**Teks Bacaan:**
Para ulama setelah mereka selesai berusaha untuk mengumpulkan cabang-cabang keimanan yang ada di dalam Al-Qur’an, maka mereka kembali membuka hadits-hadits Nabi Shallallahu ‘alayhi wa sallam yang tentunya mereka para ulama adalah ahlinya.
Itu adalah makanan mereka sehari-hari. Mereka juga menghafal hadits-hadits Nabi Shallallahu ‘alayhi wa sallam sebagaimana mereka menghafal Al-Qur’an. Kesibukan mereka memang dalam Al-Qur’an dan juga Hadits yang merupakan masdar dari ilmu ini.
Akhirnya mereka satu persatu membuka hadits-hadits Nabi Shallallahu ‘alayhi wa sallam. Akhirnya terkumpul di hadapan mereka jumlah yang banyak, cabang-cabang keimanan di dalam Al-Qur’an, dan cabang-cabang keimanan yang ada di dalam As-sunnah.
Misalnya, cabang-cabang keimanan yang ada di dalam Al-Qur’an ada 50 sementara yang ada di dalam As-Sunnah ada 40. Kemudian mereka lihat kembali ternyata diantara cabang-cabang keimanan tadi ada yang berulang.

**Data yang Diberikan:**

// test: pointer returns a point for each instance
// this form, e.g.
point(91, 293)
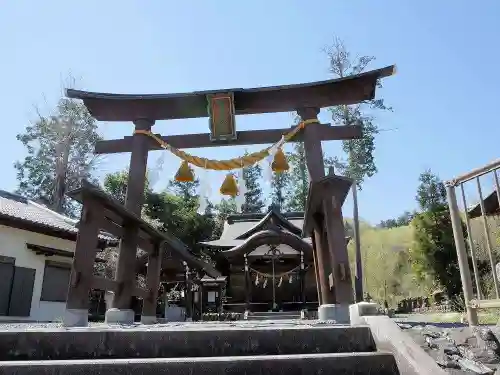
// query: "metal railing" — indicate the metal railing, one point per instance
point(474, 297)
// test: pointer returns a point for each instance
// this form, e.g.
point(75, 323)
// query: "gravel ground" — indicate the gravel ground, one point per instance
point(444, 342)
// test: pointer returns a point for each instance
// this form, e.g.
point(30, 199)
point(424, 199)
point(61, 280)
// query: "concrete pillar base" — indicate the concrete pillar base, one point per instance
point(76, 318)
point(337, 312)
point(148, 319)
point(120, 316)
point(358, 310)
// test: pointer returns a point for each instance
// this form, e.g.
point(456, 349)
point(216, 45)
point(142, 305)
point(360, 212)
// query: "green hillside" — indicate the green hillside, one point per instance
point(386, 264)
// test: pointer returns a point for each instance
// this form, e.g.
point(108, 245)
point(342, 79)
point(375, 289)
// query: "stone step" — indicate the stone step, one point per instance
point(195, 340)
point(273, 316)
point(305, 364)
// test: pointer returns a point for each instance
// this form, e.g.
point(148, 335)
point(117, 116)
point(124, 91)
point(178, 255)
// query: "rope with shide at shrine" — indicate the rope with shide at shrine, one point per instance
point(229, 186)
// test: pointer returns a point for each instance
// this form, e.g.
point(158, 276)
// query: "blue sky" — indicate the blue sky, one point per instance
point(445, 94)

**Petunjuk Tugas:** Ulangi seluruh teks bacaan tanpa mengubah satu kata pun. Gunakan teks bacaan saja sebagai sumber.

**Penyelesaian:**
Para ulama setelah mereka selesai berusaha untuk mengumpulkan cabang-cabang keimanan yang ada di dalam Al-Qur’an, maka mereka kembali membuka hadits-hadits Nabi Shallallahu ‘alayhi wa sallam yang tentunya mereka para ulama adalah ahlinya.
Itu adalah makanan mereka sehari-hari. Mereka juga menghafal hadits-hadits Nabi Shallallahu ‘alayhi wa sallam sebagaimana mereka menghafal Al-Qur’an. Kesibukan mereka memang dalam Al-Qur’an dan juga Hadits yang merupakan masdar dari ilmu ini.
Akhirnya mereka satu persatu membuka hadits-hadits Nabi Shallallahu ‘alayhi wa sallam. Akhirnya terkumpul di hadapan mereka jumlah yang banyak, cabang-cabang keimanan di dalam Al-Qur’an, dan cabang-cabang keimanan yang ada di dalam As-sunnah.
Misalnya, cabang-cabang keimanan yang ada di dalam Al-Qur’an ada 50 sementara yang ada di dalam As-Sunnah ada 40. Kemudian mereka lihat kembali ternyata diantara cabang-cabang keimanan tadi ada yang berulang.